* DIRECTIVE *
Write out all of the following items again, swapping every occurrence of "pixel coordinates" for "exact coordinates" and leaving everything else unchanged.

* SUPPLIED MATERIAL *

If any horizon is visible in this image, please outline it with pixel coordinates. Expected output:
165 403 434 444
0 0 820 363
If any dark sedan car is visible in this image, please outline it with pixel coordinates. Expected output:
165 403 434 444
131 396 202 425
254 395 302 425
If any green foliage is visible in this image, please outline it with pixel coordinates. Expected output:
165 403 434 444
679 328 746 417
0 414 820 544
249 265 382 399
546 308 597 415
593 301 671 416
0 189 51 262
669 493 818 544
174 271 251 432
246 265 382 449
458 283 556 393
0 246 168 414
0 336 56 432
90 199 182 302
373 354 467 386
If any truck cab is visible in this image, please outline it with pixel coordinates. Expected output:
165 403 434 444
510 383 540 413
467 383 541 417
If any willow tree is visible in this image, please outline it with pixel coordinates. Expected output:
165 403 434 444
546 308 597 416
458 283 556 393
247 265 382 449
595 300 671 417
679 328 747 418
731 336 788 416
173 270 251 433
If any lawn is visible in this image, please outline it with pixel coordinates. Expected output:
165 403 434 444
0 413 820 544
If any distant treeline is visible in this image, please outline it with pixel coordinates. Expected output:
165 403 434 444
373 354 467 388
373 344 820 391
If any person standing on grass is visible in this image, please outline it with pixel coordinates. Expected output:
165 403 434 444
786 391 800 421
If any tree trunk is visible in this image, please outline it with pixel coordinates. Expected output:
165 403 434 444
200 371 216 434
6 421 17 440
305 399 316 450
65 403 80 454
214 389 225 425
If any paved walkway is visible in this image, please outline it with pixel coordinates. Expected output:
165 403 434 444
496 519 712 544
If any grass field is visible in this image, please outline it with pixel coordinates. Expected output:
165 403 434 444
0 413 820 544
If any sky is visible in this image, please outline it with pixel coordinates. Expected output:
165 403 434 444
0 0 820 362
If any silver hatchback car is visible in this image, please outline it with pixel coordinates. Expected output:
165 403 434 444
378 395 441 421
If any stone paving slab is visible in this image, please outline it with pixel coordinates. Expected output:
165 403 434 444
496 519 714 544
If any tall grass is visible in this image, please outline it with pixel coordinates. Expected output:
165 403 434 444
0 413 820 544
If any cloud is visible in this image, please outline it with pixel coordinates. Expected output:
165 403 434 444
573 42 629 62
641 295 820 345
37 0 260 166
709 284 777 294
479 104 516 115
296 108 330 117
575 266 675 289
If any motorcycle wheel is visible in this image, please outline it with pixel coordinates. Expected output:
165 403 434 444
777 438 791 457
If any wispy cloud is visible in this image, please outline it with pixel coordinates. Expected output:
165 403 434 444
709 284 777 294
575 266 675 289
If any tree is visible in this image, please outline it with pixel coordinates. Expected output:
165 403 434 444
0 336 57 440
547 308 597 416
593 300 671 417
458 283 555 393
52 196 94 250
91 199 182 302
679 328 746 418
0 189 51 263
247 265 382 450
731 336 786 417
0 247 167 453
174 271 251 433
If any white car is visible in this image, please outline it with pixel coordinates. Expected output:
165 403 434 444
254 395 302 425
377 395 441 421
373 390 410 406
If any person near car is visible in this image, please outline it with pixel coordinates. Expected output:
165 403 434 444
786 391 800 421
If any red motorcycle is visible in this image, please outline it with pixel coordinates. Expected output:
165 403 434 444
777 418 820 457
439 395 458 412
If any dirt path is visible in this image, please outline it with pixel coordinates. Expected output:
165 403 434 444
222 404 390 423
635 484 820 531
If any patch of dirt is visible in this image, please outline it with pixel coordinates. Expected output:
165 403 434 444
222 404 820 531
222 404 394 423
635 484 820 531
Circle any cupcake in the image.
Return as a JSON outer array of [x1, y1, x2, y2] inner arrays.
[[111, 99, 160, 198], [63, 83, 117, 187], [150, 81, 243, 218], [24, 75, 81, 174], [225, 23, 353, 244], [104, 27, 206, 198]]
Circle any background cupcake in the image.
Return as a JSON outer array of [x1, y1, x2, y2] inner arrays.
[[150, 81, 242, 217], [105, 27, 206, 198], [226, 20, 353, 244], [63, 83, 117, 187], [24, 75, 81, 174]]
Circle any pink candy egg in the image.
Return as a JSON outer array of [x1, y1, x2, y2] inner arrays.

* FINISHED ANSWER *
If any horizon is visible in this image, please outline it with exact coordinates. Expected output:
165 403 434 444
0 0 820 363
If any dark sedan car is visible in this image, please outline it with exact coordinates. Expected output:
165 403 434 444
131 396 202 425
254 395 302 425
If any green foliage is visible in this image, please outline it with exact coordinates. Expected output:
165 403 434 444
679 328 746 417
0 414 820 544
249 265 382 399
546 308 597 415
593 301 671 416
0 189 51 262
669 493 818 544
174 271 251 432
246 265 382 449
458 283 556 393
0 246 168 414
0 336 56 432
90 199 182 302
373 354 467 386
If any truck cab is visible in this image, please outline it with exact coordinates. Expected output:
165 403 434 444
510 383 540 413
467 383 541 417
If any willow tree is visible in this image, please outline it with exact coordinates. Expected output:
165 403 434 444
546 308 597 416
458 283 556 393
247 265 382 449
595 300 671 417
679 328 747 418
731 336 788 416
173 270 251 433
If any lawn is visible in this image, please outline it with exact coordinates. Expected output:
165 403 434 444
0 413 820 544
If any distant treeline is visible in this image, please outline it with exact coordinates. Expected output:
165 403 434 444
373 354 467 388
373 344 820 391
If any person standing on grass is visible in this image, please outline it with exact coordinates. Expected output:
165 403 434 444
786 391 800 421
If any tree trunk is visible in this image, please outline it with exact coordinates. Expected output:
165 403 434 444
200 371 216 434
6 421 17 440
305 399 316 450
65 403 80 454
214 389 225 425
If any paved walkway is visible in this image, please outline it with exact coordinates. Expected output:
165 403 434 444
496 519 712 544
If any grass field is visible in this image, please outline it with exact coordinates. Expected output:
165 403 434 444
0 413 820 544
If any sky is visible in this image, please outline it with exact coordinates. Expected output:
165 403 434 444
0 0 820 362
If any silver hatchback car is visible in this image, please outline it with exact coordinates. Expected output:
165 403 434 444
378 395 441 421
If any stone paving slab is visible in this image, please outline it with exact coordinates. Expected output:
165 403 434 444
496 519 714 544
If any tall grass is visible in this image, please outline it with exact coordinates. Expected output:
165 403 434 444
0 413 820 544
If any cloud is visible in this image, please outline it with exact coordinates. Expected output:
165 403 434 444
573 42 629 62
641 295 820 345
37 0 260 166
709 284 777 294
479 104 516 115
296 108 330 117
575 266 675 289
If any motorcycle wheel is visible in this image, please outline it with exact coordinates. Expected output:
165 403 434 444
777 438 791 457
If any wispy cloud is visible in this image, please outline it with exact coordinates. Expected output:
165 403 434 444
709 284 777 294
575 266 675 289
If any tree is visible in this image, please outline it with exact coordinates. Expected output:
165 403 434 444
0 336 57 440
547 308 597 416
593 300 671 417
458 283 555 393
52 196 94 250
91 199 182 302
679 328 746 418
0 189 51 263
247 265 382 450
731 336 786 417
0 247 167 453
174 271 251 433
If any white car is visible in this image, please outline it with exact coordinates. Expected output:
165 403 434 444
254 395 302 425
377 395 441 421
373 390 410 406
If any person near car is visible in this image, please outline it with exact coordinates. Expected output:
165 403 434 444
786 391 800 421
If any red motorcycle is visible in this image, please outline it with exact coordinates. Expected output:
165 403 434 444
777 418 820 457
439 395 458 412
If any dirt path is visible in this image, please outline it with exact coordinates. Expected output:
165 403 434 444
222 404 390 423
635 484 820 531
If any patch of dirt is visible in this image, please outline it with exact coordinates. Expected output:
165 403 434 444
222 404 820 531
222 404 394 423
635 484 820 531
Circle any cupcake in the image.
Return as a JSON outer array of [x1, y1, x2, y2] inner arrays.
[[111, 99, 160, 198], [63, 83, 117, 187], [150, 81, 243, 218], [24, 75, 81, 174], [225, 23, 353, 244], [104, 27, 206, 198]]
Circle any background cupcake in the image.
Return as a JSON outer array of [x1, y1, x2, y2] inner arrays.
[[150, 81, 242, 217], [105, 27, 206, 198], [226, 20, 353, 244], [63, 83, 117, 187], [24, 75, 81, 174]]
Circle any pink candy egg in the image.
Return as a JSON outer array of [x1, y1, x2, y2] inner arrays.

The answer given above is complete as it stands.